== Data for this exercise ==
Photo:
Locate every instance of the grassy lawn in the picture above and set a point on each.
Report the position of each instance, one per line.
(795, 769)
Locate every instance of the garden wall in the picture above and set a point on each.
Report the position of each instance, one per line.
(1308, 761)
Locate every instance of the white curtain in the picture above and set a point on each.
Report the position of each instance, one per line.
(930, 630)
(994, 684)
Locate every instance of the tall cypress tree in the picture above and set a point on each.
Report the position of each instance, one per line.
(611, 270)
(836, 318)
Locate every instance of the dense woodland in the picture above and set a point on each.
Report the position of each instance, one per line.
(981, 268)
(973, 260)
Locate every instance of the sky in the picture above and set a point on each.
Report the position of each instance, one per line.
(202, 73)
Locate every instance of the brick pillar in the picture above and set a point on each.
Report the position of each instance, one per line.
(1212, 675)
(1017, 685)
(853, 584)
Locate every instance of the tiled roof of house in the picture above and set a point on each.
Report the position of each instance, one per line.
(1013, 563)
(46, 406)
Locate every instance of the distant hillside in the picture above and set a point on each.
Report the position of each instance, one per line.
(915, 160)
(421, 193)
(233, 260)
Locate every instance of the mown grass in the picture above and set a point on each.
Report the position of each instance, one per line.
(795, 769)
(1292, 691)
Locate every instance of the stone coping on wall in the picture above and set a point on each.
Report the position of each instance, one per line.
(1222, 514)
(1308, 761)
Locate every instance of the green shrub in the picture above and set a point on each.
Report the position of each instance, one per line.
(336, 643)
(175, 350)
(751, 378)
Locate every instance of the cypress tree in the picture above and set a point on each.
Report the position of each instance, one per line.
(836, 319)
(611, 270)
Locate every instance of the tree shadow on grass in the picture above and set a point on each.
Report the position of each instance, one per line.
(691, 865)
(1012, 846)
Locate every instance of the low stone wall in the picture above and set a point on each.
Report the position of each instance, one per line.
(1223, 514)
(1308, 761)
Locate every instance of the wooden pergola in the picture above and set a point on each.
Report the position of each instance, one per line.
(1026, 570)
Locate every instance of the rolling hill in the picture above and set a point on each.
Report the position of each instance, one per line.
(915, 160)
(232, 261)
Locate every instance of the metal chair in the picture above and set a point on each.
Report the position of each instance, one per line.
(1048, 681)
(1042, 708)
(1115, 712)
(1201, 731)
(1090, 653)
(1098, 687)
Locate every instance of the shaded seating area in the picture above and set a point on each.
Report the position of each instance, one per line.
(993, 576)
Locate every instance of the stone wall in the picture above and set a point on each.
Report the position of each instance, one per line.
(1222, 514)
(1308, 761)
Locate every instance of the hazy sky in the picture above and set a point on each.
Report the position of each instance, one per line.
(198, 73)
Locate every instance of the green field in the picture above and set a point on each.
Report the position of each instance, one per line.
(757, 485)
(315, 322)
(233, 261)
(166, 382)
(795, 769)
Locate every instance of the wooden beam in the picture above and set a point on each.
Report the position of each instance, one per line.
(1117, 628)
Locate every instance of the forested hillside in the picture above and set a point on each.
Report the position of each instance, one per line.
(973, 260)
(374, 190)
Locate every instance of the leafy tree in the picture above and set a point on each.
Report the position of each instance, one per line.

== Exercise instructions ==
Write out the records shown above, exactly as they appear.

== Result of the task ==
Photo:
Locate every instance of the grassy lawn in the picture above and set a point on each.
Report the position of each instance, one per line.
(795, 769)
Locate every instance of the garden wall in the picture above and set a point on each.
Report the position of each instance, one per line.
(1308, 761)
Locate every instance of the white curtain in the picture above and set a point on each.
Report the position of each instance, one per line.
(930, 630)
(994, 684)
Locate every instance of the tall cypress tree in the picture above and set a point on each.
Report the position of each instance, one per line.
(611, 270)
(836, 318)
Locate every instance of the dense woodland in the picture above and set a point on each.
Report the position of each instance, one per line.
(981, 268)
(973, 260)
Locate every instance of the sky in the picture above and set a point on each.
Report the position of each instance, one per line.
(202, 73)
Locate every instance of the brick pillar in the picture above and set a point on each.
Report the position of each instance, one per line.
(1212, 675)
(1017, 685)
(853, 584)
Locate every instance of the tiled roof of house in the picture above and set a point on each.
Report the position of each instance, one per line.
(1013, 563)
(46, 406)
Locate every instance of the distant hillside in the picture above and set a point on each.
Report the position of each instance, one per line.
(915, 160)
(421, 193)
(233, 260)
Locate every instance of the mown grass in the picture above and set a point on each.
Report the position of each instance, one per line.
(795, 769)
(1292, 691)
Locate every instance of the stone coping on wall in the picture above and set a point on each.
Report the position of each instance, one per line.
(1222, 514)
(1308, 761)
Locate every instance of the green shrub in the picture above and set a point on each.
Report the position of each instance, one per line.
(336, 643)
(175, 350)
(751, 378)
Locate every instance of the cypress tree in the picture above and set a point on each.
Report the position of each instance, one per line.
(836, 319)
(611, 270)
Locate every instance of the tree shadow on grass in the picture above and set a point on each.
Report the position of each instance, one per line.
(691, 865)
(1012, 846)
Locate every instance of the low stone wall in the picture above and set a point on each.
Report the position of each instance, one per line.
(1223, 514)
(1308, 761)
Locate every instance of the wooden pergola in the picture above and set a point on each.
Report the position of each instance, one per line.
(1026, 570)
Locate every instance of the rolling hill in the picture above and set a point on each.
Report the position of each instance, one per line.
(915, 160)
(232, 261)
Locate every instance of the metal chair in the picture above and set a point on each.
Report the position of each instance, one per line.
(1048, 681)
(1042, 708)
(1115, 712)
(1201, 731)
(1090, 653)
(1098, 687)
Locate every instance of the shaded seating area in the picture above and set a point on each.
Report the position of each instance, one per line.
(993, 576)
Locate every instance of the stone wall in the picture above and set a point on each.
Report the position of each instance, one per line.
(1222, 514)
(1308, 761)
Locate every instance of the hazy sky in the picture above and set a point on each.
Report the position of each instance, one per line.
(198, 73)
Locate every instance of the green field in the picture above and set a point on each.
Report the position of each instance, one per line.
(757, 485)
(315, 322)
(233, 261)
(166, 382)
(795, 769)
Locate every instance of the wooden beam in the picture above and set a point on each.
Report the position of each instance, one per line.
(1117, 628)
Locate every instance of the forested hillside in the picture above and set a point on each.
Report the position of each instance, one per line.
(973, 260)
(374, 190)
Locate every instance of the leafy tree in the picture above and set a point on each.
Report the position of each instance, one per line.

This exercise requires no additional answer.